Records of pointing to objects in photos
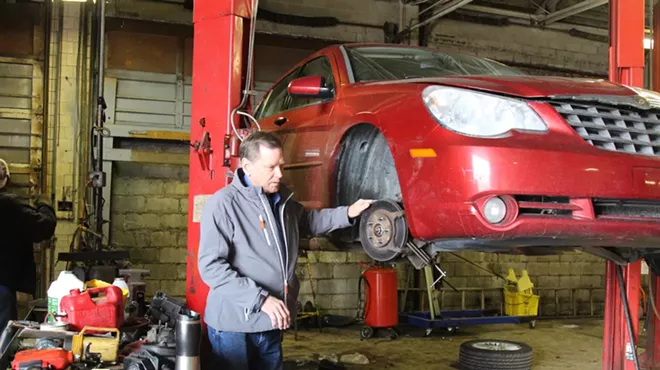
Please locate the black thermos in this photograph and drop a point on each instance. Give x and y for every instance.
(188, 341)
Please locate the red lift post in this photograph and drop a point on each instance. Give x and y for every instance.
(651, 358)
(219, 66)
(626, 64)
(218, 69)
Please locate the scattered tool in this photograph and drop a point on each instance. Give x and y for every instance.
(95, 347)
(52, 359)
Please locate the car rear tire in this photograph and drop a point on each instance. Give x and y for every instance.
(495, 354)
(365, 170)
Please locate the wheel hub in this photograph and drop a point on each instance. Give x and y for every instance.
(383, 230)
(379, 229)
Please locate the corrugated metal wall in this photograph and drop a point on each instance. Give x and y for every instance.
(21, 95)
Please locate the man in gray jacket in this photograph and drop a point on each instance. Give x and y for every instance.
(248, 250)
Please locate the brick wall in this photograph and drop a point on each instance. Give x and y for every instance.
(149, 211)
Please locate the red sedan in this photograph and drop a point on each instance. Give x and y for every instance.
(467, 153)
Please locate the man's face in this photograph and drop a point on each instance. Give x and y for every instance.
(266, 171)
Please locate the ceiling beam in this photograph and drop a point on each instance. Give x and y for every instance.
(502, 12)
(570, 11)
(444, 10)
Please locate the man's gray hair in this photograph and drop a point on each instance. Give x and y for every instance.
(4, 173)
(251, 145)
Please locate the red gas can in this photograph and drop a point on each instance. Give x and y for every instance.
(99, 307)
(381, 307)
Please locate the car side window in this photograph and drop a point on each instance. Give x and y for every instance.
(318, 67)
(277, 99)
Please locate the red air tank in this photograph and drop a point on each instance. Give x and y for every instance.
(381, 307)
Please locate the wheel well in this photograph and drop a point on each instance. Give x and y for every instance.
(362, 137)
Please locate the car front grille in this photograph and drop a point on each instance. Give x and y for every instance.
(589, 208)
(620, 129)
(627, 209)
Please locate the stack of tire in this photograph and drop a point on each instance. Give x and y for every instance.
(494, 354)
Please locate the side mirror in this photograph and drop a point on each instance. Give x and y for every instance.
(309, 87)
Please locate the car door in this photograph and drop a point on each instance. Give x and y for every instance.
(305, 124)
(270, 108)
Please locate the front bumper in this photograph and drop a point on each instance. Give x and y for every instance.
(561, 190)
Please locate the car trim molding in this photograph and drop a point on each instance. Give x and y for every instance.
(634, 101)
(349, 68)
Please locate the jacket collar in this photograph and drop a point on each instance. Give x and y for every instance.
(254, 192)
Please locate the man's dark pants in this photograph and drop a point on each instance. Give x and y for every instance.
(7, 306)
(247, 351)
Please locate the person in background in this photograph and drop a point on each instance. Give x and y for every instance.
(21, 225)
(249, 235)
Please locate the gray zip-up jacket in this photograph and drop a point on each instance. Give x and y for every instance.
(240, 258)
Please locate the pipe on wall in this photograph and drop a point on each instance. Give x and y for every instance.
(46, 96)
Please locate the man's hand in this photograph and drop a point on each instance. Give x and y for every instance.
(358, 207)
(278, 313)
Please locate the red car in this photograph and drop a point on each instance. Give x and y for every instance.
(467, 153)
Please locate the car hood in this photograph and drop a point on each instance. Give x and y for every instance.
(530, 86)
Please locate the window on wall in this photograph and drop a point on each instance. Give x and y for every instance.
(318, 67)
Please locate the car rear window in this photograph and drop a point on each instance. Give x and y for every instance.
(371, 63)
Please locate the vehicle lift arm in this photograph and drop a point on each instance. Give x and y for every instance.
(626, 65)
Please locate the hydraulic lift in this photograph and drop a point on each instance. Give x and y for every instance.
(220, 56)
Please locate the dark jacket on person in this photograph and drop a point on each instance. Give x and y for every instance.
(241, 257)
(22, 225)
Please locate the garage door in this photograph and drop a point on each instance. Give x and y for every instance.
(148, 85)
(148, 82)
(21, 92)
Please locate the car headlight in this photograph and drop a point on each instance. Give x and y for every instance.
(478, 114)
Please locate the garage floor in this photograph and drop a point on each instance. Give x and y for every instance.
(560, 344)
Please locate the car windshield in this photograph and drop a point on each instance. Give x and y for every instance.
(371, 63)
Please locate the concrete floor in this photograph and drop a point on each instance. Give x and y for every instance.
(558, 344)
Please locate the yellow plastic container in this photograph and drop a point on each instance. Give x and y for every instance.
(95, 283)
(520, 303)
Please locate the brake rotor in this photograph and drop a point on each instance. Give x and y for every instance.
(383, 230)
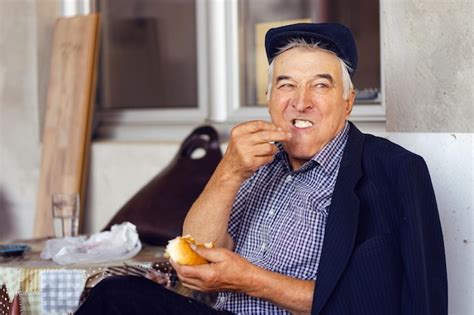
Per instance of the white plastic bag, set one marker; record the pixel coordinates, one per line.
(120, 243)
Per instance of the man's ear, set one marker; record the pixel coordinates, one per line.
(350, 101)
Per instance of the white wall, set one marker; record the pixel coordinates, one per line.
(119, 169)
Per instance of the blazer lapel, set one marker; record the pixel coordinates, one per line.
(341, 225)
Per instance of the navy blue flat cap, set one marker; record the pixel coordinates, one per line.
(332, 36)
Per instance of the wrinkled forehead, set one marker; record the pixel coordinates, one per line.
(304, 61)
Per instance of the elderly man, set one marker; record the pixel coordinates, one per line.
(307, 213)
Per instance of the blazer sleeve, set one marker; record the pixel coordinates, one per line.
(424, 283)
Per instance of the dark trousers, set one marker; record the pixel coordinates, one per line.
(138, 295)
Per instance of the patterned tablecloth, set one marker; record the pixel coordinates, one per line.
(44, 287)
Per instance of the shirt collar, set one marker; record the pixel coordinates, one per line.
(328, 157)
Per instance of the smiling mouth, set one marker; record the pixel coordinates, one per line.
(302, 123)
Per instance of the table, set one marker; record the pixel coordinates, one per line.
(31, 285)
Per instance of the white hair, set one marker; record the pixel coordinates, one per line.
(301, 43)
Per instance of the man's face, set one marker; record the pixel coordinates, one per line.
(307, 100)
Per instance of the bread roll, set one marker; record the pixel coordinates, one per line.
(181, 251)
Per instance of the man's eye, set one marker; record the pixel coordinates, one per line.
(321, 85)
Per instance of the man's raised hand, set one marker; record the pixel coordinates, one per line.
(251, 146)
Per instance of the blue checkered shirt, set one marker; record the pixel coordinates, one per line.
(278, 220)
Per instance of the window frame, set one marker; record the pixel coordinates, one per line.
(218, 75)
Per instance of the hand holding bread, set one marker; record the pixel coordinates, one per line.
(181, 251)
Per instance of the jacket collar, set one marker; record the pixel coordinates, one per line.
(341, 226)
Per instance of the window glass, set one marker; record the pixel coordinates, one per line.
(255, 17)
(148, 56)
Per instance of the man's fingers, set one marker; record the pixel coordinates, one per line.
(269, 136)
(264, 149)
(254, 126)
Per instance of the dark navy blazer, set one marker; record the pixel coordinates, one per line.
(383, 250)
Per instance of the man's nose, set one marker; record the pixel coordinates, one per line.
(302, 101)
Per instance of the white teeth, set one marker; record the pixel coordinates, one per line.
(299, 123)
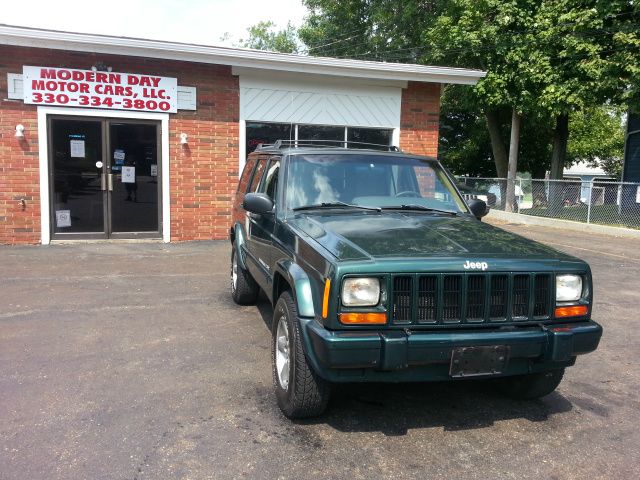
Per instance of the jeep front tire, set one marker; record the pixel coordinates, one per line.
(300, 392)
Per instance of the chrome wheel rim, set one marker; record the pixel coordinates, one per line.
(234, 272)
(282, 353)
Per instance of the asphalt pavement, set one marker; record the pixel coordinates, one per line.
(130, 361)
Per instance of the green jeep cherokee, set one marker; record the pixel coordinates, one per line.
(378, 271)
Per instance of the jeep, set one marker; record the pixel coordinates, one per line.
(378, 271)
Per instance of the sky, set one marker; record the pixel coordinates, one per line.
(190, 21)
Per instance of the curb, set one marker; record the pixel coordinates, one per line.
(501, 216)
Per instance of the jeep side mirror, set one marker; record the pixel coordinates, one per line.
(257, 203)
(478, 208)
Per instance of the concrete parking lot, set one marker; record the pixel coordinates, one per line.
(130, 361)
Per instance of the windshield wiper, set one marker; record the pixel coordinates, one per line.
(336, 204)
(415, 206)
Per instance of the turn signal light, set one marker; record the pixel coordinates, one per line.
(363, 318)
(573, 311)
(325, 298)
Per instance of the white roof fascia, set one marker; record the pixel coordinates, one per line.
(235, 57)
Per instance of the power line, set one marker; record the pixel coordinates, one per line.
(510, 32)
(475, 50)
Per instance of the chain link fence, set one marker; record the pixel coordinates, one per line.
(590, 201)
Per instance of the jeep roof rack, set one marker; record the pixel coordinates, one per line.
(280, 144)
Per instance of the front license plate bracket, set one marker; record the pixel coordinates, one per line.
(479, 361)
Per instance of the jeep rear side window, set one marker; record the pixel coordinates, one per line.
(270, 183)
(257, 176)
(246, 175)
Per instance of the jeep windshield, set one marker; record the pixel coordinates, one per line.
(369, 181)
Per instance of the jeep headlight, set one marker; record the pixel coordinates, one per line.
(360, 292)
(568, 288)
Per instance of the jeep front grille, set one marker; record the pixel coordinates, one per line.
(470, 298)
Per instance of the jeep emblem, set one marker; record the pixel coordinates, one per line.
(476, 265)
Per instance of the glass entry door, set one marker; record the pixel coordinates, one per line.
(104, 178)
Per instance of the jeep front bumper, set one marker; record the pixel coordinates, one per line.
(419, 355)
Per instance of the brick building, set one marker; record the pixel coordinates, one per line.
(109, 137)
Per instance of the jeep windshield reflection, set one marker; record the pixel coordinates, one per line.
(369, 181)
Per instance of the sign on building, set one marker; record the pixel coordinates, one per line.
(69, 87)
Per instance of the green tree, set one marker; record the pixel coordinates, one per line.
(597, 137)
(265, 36)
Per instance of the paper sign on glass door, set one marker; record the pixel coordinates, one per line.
(63, 218)
(77, 148)
(128, 174)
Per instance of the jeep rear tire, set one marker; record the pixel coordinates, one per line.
(531, 386)
(244, 289)
(300, 392)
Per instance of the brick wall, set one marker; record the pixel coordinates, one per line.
(203, 175)
(419, 118)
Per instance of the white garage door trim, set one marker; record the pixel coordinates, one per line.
(315, 100)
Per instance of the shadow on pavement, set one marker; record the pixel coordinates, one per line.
(394, 409)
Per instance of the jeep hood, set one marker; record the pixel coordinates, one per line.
(371, 235)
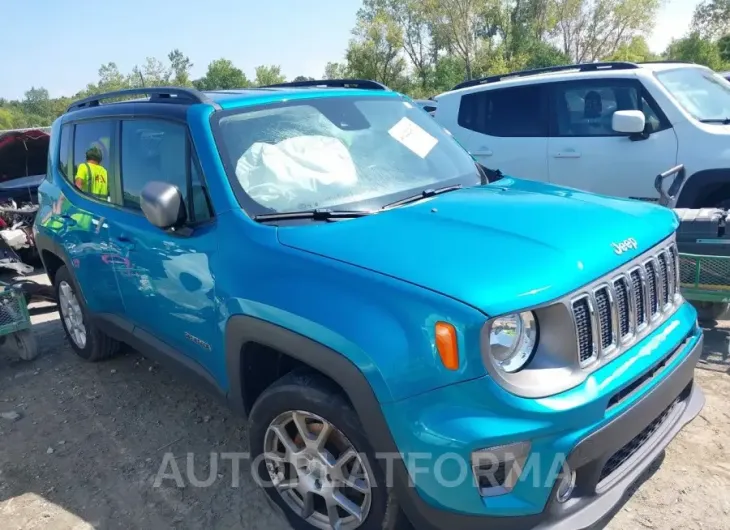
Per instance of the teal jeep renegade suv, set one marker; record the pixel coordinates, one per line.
(408, 332)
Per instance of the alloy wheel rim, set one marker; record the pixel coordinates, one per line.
(317, 471)
(72, 315)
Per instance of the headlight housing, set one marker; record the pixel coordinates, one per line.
(513, 340)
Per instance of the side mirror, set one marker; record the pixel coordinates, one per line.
(163, 205)
(628, 121)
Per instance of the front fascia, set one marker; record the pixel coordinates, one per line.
(480, 414)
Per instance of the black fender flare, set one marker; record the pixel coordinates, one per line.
(45, 243)
(242, 329)
(693, 190)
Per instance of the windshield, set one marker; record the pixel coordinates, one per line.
(361, 152)
(702, 93)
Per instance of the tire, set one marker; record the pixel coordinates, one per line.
(97, 345)
(710, 311)
(309, 393)
(24, 344)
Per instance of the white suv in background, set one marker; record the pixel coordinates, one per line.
(608, 128)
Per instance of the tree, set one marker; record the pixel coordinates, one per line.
(711, 19)
(635, 51)
(222, 74)
(723, 46)
(460, 26)
(181, 66)
(591, 29)
(37, 102)
(8, 119)
(336, 71)
(411, 17)
(153, 73)
(375, 52)
(268, 75)
(694, 48)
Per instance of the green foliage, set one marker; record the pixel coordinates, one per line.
(425, 47)
(221, 75)
(269, 75)
(711, 19)
(637, 50)
(723, 46)
(696, 49)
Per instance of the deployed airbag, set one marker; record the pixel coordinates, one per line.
(283, 174)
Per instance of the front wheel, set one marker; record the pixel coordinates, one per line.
(313, 458)
(87, 340)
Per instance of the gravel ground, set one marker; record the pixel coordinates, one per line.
(91, 438)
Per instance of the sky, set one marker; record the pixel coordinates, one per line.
(61, 45)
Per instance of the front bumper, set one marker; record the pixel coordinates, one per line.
(607, 461)
(639, 435)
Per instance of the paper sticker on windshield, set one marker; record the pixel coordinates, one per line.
(413, 137)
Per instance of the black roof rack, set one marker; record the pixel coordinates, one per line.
(667, 61)
(333, 83)
(156, 94)
(584, 67)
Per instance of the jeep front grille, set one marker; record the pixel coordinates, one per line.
(631, 301)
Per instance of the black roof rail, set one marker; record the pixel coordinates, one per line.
(333, 83)
(156, 94)
(584, 67)
(666, 61)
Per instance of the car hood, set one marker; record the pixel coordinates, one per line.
(500, 248)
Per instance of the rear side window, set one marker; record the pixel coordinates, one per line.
(91, 163)
(160, 150)
(64, 150)
(508, 112)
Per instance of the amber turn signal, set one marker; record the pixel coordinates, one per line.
(446, 345)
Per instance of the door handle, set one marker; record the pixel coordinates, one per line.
(483, 151)
(125, 242)
(67, 220)
(568, 153)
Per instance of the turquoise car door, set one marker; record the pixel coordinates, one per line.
(166, 278)
(78, 222)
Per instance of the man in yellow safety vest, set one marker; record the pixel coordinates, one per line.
(91, 176)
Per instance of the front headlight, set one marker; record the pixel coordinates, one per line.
(512, 340)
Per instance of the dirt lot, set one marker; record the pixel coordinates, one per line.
(90, 439)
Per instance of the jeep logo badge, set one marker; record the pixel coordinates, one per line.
(624, 246)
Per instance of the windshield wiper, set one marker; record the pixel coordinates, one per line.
(318, 214)
(723, 121)
(423, 195)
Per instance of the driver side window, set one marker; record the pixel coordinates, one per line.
(585, 109)
(160, 150)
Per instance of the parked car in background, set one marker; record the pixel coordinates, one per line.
(428, 105)
(339, 269)
(608, 128)
(23, 160)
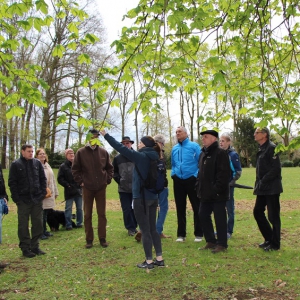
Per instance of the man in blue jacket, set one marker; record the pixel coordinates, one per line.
(184, 159)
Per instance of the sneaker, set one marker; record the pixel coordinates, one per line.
(89, 244)
(44, 237)
(38, 251)
(198, 239)
(138, 236)
(145, 265)
(103, 243)
(27, 253)
(159, 263)
(180, 239)
(219, 249)
(208, 246)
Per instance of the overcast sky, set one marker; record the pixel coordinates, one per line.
(112, 12)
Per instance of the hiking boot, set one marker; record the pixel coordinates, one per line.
(138, 236)
(103, 243)
(159, 263)
(89, 244)
(163, 236)
(219, 249)
(38, 251)
(145, 265)
(27, 253)
(208, 246)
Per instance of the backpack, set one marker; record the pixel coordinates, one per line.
(155, 180)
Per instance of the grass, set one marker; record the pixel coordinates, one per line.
(69, 271)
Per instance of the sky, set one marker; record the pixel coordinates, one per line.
(112, 12)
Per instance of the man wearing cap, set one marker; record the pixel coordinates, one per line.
(267, 189)
(72, 190)
(163, 195)
(184, 159)
(93, 171)
(123, 169)
(213, 191)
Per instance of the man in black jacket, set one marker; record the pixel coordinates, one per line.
(213, 191)
(72, 190)
(27, 182)
(267, 189)
(123, 169)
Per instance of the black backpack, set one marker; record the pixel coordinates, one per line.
(155, 180)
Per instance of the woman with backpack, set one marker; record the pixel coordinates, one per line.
(145, 202)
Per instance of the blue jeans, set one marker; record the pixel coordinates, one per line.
(230, 211)
(1, 203)
(128, 213)
(163, 209)
(68, 211)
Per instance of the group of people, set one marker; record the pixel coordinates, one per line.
(206, 176)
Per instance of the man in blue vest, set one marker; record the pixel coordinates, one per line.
(236, 172)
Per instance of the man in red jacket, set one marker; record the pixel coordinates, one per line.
(93, 171)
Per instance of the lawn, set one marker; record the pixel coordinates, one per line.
(69, 271)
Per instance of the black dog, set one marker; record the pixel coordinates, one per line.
(56, 218)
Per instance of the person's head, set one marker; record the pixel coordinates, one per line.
(181, 133)
(209, 137)
(27, 151)
(69, 154)
(225, 141)
(159, 138)
(41, 155)
(261, 135)
(127, 142)
(148, 141)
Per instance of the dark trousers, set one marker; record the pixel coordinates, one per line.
(34, 211)
(88, 202)
(273, 205)
(147, 224)
(183, 188)
(128, 213)
(220, 216)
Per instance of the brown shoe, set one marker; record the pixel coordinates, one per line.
(163, 236)
(208, 246)
(103, 243)
(89, 244)
(138, 236)
(219, 249)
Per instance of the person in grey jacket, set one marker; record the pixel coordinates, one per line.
(267, 189)
(123, 169)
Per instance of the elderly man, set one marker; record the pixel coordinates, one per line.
(27, 183)
(184, 159)
(93, 171)
(267, 189)
(213, 191)
(123, 169)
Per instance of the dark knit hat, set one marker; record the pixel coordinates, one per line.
(127, 139)
(147, 142)
(211, 132)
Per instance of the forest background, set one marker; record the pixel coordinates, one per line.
(201, 64)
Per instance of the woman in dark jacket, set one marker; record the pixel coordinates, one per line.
(144, 202)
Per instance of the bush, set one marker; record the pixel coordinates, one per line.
(287, 164)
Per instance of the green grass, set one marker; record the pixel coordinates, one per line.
(69, 271)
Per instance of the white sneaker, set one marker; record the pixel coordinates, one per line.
(180, 239)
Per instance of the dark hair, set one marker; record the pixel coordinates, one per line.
(25, 146)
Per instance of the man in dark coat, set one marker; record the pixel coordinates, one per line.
(267, 189)
(27, 183)
(213, 191)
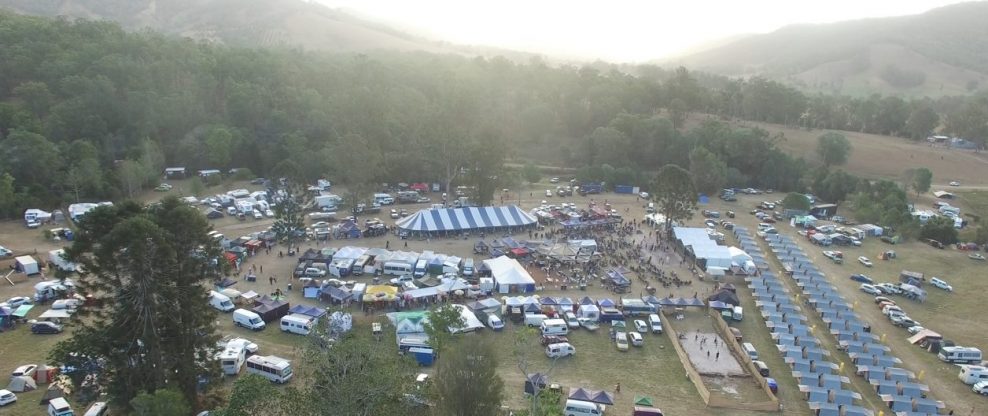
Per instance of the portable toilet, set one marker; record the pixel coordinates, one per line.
(424, 356)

> _WORK REQUIRED_: Copy word for word the lines running from the one containing "Per instance of the portable" through the end of the records, both ends included.

> _TASK SOLUTION_:
Per instance of the portable toilet, set one marker; record the pixel coordinates, one per line.
(424, 356)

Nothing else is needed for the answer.